* **Excerpt provided**:
+++

The US has a long history of using troops to put down the poor. It’s worth remembering that less than a decade after the American Revolutionary War, the very richest parts of Massachusetts society activated the state militia and funded their own private army to crush the poorest parts, mostly farmers and war veterans like Daniel Shays who were rebelling against foreclosures, and being heavily taxed to pay off the war debts owed to the wealthy.
Fast forward to West Virginia in the 1920s, and you see miners bombed from the sky. When miners—Black, white, and immigrant—fought for their rights not to die on the job, wealthy coal companies used private militia, machine guns, and US Army bombers to pound them into submission. Federal troops eventually intervened on September 2, 1921, leading to the miners’ surrender.
In the 1970s, National Guard soldiers killed students at Kent State and Jackson State for protesting a greedy war machine that was gobbling up their brothers and sisters.
It’s not just Donald Trump who’s watching Zohran Mamdani’s New York. We all are.
What is the state for: people or property? In the last three and half decades, the richest 1% of households in the US have accumulated almost 1,000 times more wealth than the poorest 20% of us. We’re always told the federal forces are being used to keep the public safe, but more often than not, they’re being used to dodge answering demands for change. Answering questions is not what troops are trained to do. They’re much better at suppressing dissent. But none of it is good for our democracy, and in the world’s richest and ever-more unequal nation, those questions will have to be answered some day.
On November 4, Zohran Mamdani answered this way:
To every New Yorker in Kensington and Midwood and Hunts Point, know this: This city is your city, and this democracy is yours too.
Evoking a historical period in the city that was marked by ambitious and transformative public policies, Mamdani referenced Fiorello La Guardia—whose time in office (1934-1945) is remembered for major reforms and public infrastructure investment.
Pushed by the city’s massive immigrant, left, and labor movements, La Guardia created the New York City Housing Authority (NYCHA) and built the nation’s first low-rent public housing projects. To keep costs low for New Yorkers during the Great Depression and World War II, he worked to control rents, food prices, and supported organized labor and unionization, aiming to make New York a "100% union city.”
Central to the media coverage of Mamdani’s victory is the mayor elect’s charisma and his grinning defiance of the demagogue, Donald. But in his victory speech, he was very clear: It’s not just Trump the person he seeks to displace, but also the policy choices that created him. As he said:
After all, if anyone can show a nation betrayed by Donald Trump how to defeat him, it is the city that gave rise to him. And if there is any way to terrify a despot, it is by dismantling the very conditions that allowed him to accumulate power. This is not only how we stop Trump; it’s how we stop the next one.

+++

* **Excerpts of pointing data**:
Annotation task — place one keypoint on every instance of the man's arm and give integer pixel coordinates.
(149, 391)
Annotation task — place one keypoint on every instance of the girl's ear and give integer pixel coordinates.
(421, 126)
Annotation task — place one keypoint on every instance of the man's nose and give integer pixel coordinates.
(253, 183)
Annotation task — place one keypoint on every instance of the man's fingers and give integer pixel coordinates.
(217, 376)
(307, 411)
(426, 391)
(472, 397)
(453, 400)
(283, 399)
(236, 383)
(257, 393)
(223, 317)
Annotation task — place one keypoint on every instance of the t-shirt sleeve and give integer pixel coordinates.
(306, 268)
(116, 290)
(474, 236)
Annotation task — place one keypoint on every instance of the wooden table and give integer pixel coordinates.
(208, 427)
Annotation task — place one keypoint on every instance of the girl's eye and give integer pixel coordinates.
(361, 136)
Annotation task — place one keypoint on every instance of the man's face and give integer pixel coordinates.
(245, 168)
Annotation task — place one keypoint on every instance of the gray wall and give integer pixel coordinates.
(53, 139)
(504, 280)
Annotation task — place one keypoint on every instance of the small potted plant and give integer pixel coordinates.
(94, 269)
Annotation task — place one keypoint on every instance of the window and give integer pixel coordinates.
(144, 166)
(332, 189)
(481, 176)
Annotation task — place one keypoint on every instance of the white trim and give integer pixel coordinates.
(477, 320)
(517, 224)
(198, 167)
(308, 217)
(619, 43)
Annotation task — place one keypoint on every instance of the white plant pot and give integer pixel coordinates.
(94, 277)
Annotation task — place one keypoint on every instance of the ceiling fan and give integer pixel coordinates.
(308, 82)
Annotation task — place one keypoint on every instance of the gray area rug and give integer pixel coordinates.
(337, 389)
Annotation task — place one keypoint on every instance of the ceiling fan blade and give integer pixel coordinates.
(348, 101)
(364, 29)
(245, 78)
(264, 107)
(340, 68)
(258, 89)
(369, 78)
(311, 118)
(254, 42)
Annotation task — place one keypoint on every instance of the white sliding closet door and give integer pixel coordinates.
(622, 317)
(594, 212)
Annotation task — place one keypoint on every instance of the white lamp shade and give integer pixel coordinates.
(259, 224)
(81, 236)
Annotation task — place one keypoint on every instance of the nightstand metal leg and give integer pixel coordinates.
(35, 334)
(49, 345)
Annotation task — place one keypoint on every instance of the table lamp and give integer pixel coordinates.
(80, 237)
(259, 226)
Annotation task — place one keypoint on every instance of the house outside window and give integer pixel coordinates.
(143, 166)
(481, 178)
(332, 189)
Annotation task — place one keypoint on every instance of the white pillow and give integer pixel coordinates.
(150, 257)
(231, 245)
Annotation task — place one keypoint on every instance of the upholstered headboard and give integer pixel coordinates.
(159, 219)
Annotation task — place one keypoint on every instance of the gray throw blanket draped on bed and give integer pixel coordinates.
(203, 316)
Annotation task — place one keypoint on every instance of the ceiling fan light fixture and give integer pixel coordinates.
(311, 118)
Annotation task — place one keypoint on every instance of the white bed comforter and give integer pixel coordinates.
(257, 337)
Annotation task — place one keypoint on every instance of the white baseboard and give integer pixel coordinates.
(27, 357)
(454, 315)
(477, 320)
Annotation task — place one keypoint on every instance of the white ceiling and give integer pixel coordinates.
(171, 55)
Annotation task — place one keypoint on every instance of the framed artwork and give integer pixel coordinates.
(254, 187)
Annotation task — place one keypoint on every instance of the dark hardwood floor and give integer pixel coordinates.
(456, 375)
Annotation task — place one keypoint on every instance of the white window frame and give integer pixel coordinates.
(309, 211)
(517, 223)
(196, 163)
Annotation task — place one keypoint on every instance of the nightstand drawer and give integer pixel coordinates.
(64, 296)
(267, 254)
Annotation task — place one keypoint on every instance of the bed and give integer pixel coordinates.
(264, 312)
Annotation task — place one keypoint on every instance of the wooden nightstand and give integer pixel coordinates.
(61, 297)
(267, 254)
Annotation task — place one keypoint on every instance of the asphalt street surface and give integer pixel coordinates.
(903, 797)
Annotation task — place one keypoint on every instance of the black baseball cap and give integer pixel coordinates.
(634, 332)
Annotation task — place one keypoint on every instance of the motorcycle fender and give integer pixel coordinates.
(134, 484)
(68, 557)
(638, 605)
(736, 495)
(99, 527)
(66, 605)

+++

* **Goal A**:
Decide whether each statement agrees with the excerpt. For each, answer yes or no and quote the words of the excerpt that settle it.
(i) Federal troops intervened in West Virginia on September 2, 1921.
(ii) Fiorello La Guardia held office from 1930 to 1945.
(iii) According to the excerpt, National Guard soldiers killed students at Kent State and Jackson State in the 1960s.
* **Goal B**:
According to the excerpt, which housing agency did La Guardia create?

* **Task result A**:
(i) Yes: "Federal troops eventually intervened on September 2, 1921, leading to the miners’ surrender."
(ii) No: "whose time in office (1934-1945) is remembered for major reforms and public infrastructure investment."
(iii) No: "In the 1970s, National Guard soldiers killed students at Kent State and Jackson State"

* **Task result B**:
The New York City Housing Authority (NYCHA).